§ **Text under study**
= Beginning of Section =

New Rules for Bhutan Tourism

September 23, 2022 is the official day of the resumption of tourism in after the pandemic. The country just removed the 5-day quarantine period and citizens can now enter with just a test at the airport. The rules however completely change how tourism works in Bhutan. 

The Previous Model had Problems

From 1974 until 2021, you needed to book an all-inclusive package tour from a local operator with a minimum payment of between $200 to $250 per person per night.  The tour operator was responsible for arranging the hotels, the guide, the transportation, and the hotel for you.  The tour operator sent the sustainable development fee (SDF) $65/day to the government.

For groups with more than 4 people, the minimum daily price was often quite high compared to the expenses. This lead to a very large profit margin for the tour operator (which is great for the operators). We compensated for the excess money by providing free room upgrades, free food upgrades in better restaurants, free souvenirs and upgrades on flights to business class. Most operators either just pocketed the difference or went the illegal direction and simply lowered the price below the minimum daily tariff. 

Tourists also wanted lower costs. We offered free white-water rafting to one group, and they said they just wanted a cheaper package and went with somebody offering that option.

Ultimately everybody in the entire tourism industry chain suffered.  The tourists paid their money and the tour operator just picked their favorite hotel provides. The hotels and restaurants suffered because they were being forced to offer cut-throat prices to the local operators to try and get at least some business.  Tour operators playing by the rules lost out to those operators running their undercutting games.

= End of Section =

§ **Dataset items**
= Beginning of Section =

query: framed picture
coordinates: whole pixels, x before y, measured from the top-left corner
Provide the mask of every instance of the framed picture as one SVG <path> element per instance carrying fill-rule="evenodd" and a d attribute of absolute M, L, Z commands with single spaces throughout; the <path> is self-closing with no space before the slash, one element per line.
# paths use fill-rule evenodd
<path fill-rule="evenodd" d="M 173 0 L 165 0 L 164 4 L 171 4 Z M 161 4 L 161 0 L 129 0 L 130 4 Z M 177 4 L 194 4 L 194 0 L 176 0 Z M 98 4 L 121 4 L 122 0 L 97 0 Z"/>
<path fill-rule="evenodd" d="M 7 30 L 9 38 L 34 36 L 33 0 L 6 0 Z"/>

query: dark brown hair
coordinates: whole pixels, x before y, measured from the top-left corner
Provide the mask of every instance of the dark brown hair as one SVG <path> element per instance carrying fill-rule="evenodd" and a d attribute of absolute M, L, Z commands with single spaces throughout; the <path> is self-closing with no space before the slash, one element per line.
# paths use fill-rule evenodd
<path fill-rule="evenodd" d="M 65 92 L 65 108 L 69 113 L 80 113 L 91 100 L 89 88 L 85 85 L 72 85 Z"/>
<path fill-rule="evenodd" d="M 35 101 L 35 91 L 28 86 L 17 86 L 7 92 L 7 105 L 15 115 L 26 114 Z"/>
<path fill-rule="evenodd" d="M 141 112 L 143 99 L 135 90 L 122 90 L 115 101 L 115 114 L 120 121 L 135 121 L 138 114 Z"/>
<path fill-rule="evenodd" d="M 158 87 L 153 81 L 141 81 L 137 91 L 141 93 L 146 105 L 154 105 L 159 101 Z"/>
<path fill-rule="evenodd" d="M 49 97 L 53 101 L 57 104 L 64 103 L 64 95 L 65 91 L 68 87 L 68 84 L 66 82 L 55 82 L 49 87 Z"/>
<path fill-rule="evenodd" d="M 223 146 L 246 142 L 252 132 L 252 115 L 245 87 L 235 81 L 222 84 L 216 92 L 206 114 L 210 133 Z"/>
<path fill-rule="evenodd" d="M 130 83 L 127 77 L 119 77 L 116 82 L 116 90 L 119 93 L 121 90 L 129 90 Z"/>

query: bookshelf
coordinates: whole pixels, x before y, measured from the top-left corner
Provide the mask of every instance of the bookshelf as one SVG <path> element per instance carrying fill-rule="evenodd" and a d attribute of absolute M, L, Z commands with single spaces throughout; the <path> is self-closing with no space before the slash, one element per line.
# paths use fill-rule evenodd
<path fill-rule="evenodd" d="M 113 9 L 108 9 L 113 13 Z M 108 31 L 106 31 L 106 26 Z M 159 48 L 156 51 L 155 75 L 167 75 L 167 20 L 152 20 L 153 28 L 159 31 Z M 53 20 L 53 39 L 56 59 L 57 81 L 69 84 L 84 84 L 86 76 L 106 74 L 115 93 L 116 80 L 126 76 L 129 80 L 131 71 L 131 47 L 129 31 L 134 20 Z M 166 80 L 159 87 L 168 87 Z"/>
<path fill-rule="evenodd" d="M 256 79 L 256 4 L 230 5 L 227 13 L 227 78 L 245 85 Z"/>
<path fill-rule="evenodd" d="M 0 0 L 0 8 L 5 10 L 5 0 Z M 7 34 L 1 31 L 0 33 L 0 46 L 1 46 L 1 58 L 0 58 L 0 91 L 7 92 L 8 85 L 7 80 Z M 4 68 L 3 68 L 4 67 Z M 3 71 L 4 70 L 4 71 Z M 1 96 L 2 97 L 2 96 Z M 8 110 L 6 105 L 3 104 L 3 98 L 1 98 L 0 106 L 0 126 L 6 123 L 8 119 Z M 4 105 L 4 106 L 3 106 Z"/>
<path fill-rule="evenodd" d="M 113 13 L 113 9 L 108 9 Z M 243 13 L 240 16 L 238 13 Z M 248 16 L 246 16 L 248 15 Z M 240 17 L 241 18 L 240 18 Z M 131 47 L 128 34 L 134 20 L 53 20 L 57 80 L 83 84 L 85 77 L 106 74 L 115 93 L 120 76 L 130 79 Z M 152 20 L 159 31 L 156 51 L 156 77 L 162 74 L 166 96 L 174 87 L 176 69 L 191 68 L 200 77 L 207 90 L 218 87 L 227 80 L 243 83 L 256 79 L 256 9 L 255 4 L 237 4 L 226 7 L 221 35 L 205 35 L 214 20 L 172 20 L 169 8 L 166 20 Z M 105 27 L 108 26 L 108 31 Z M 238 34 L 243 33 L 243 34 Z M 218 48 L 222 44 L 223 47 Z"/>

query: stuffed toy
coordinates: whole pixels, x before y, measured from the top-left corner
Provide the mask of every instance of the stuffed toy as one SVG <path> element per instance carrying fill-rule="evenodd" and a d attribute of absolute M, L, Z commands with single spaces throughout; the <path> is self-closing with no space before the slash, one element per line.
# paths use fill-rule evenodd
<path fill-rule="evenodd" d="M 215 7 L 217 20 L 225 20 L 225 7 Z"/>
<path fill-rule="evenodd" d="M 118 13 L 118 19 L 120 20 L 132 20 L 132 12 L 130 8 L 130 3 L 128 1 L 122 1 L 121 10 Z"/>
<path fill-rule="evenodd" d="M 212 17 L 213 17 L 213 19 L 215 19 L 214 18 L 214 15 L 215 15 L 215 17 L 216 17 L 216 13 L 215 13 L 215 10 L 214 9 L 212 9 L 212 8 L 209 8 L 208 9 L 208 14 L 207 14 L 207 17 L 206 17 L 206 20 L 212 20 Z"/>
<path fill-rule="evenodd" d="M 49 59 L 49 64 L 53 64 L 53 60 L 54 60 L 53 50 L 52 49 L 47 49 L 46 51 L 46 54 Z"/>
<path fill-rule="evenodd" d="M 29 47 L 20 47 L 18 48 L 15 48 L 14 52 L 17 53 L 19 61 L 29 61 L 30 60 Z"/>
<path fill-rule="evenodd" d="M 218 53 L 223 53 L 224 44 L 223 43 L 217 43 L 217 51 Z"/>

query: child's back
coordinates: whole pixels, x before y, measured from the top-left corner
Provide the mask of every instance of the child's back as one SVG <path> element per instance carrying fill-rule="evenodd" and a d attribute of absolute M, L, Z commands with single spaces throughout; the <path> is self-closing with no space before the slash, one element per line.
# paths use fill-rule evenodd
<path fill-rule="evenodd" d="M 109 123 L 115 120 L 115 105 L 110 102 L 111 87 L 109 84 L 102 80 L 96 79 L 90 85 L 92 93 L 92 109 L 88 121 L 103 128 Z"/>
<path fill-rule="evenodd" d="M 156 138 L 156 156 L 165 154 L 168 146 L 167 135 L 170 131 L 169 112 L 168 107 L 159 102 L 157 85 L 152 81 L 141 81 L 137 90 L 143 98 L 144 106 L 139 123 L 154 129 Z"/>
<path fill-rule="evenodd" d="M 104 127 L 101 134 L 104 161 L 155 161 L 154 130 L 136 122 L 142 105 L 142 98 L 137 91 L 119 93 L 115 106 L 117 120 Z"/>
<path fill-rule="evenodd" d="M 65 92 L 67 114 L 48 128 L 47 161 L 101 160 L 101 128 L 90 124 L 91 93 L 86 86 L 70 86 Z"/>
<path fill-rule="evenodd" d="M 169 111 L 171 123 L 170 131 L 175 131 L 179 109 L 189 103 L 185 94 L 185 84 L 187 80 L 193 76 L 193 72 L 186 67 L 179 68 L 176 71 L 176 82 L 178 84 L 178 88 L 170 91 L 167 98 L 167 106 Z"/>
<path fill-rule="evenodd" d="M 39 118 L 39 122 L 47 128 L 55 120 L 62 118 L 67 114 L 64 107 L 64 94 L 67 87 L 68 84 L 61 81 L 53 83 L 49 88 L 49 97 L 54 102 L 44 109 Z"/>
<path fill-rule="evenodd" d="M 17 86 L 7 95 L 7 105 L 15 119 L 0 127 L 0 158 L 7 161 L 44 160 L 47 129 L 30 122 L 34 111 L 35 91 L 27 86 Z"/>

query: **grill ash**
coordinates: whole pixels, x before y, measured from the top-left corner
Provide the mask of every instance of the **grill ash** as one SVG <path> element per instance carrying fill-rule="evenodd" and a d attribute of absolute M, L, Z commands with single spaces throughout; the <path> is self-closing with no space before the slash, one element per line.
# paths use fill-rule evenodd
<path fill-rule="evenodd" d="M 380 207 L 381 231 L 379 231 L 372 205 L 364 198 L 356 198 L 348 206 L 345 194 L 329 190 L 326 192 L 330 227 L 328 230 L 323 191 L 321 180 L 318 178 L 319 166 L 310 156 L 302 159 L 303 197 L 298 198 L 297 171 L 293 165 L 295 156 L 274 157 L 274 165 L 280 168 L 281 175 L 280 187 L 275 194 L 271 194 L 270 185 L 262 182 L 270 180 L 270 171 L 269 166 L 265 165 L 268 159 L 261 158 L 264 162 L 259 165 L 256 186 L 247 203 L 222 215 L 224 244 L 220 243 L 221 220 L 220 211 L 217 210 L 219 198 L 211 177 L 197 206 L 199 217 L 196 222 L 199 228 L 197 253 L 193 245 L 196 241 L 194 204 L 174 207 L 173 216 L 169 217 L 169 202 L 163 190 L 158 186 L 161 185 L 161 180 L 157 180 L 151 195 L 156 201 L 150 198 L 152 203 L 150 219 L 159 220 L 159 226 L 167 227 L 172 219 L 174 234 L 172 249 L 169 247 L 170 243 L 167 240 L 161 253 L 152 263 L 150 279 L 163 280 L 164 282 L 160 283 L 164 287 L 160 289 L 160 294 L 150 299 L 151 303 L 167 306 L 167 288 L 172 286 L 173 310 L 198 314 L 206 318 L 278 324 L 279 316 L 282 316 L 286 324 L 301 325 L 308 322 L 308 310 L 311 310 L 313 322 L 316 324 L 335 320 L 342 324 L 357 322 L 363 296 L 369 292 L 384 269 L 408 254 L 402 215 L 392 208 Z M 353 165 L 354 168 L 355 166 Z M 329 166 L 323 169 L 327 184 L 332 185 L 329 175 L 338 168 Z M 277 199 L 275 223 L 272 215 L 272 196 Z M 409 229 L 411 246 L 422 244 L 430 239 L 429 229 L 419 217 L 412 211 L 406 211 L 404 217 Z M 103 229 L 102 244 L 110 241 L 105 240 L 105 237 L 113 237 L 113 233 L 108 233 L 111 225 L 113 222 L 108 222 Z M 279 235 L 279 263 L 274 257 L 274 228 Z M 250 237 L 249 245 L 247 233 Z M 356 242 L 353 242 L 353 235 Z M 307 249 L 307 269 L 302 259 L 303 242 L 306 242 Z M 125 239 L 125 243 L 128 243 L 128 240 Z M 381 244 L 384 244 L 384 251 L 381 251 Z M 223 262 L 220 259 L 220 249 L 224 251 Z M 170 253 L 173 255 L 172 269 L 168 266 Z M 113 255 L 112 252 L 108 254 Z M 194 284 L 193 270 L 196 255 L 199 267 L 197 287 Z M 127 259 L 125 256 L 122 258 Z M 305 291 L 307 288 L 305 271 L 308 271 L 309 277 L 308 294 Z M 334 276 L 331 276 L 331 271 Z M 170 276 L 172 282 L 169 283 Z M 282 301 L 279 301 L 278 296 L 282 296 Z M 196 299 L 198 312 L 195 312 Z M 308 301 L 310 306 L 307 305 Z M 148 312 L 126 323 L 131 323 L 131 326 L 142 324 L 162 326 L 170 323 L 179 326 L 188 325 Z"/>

= End of Section =

§ **Required action 1**
According to the Bhutan tourism text, why did hotels and restaurants suffer under the previous model? Answer in one to three sentences.
§ **Required action 2**
Please copy everything in the Bhutan tourism text from "From 1974 until" down to "minimum daily tariff.".
§ **Required action 3**
The Bhutan tourism text names the things that were provided to compensate for the excess money. List them.

§ **Expected output 1**
Hotels and restaurants suffered because they were forced to offer cut-throat prices to the local operators to try to get at least some business.

§ **Expected output 2**
From 1974 until 2021, you needed to book an all-inclusive package tour from a local operator with a minimum payment of between $200 to $250 per person per night.  The tour operator was responsible for arranging the hotels, the guide, the transportation, and the hotel for you.  The tour operator sent the sustainable development fee (SDF) $65/day to the government.

For groups with more than 4 people, the minimum daily price was often quite high compared to the expenses. This lead to a very large profit margin for the tour operator (which is great for the operators). We compensated for the excess money by providing free room upgrades, free food upgrades in better restaurants, free souvenirs and upgrades on flights to business class. Most operators either just pocketed the difference or went the illegal direction and simply lowered the price below the minimum daily tariff.

§ **Expected output 3**
- Free room upgrades
- Free food upgrades in better restaurants
- Free souvenirs
- Upgrades on flights to business class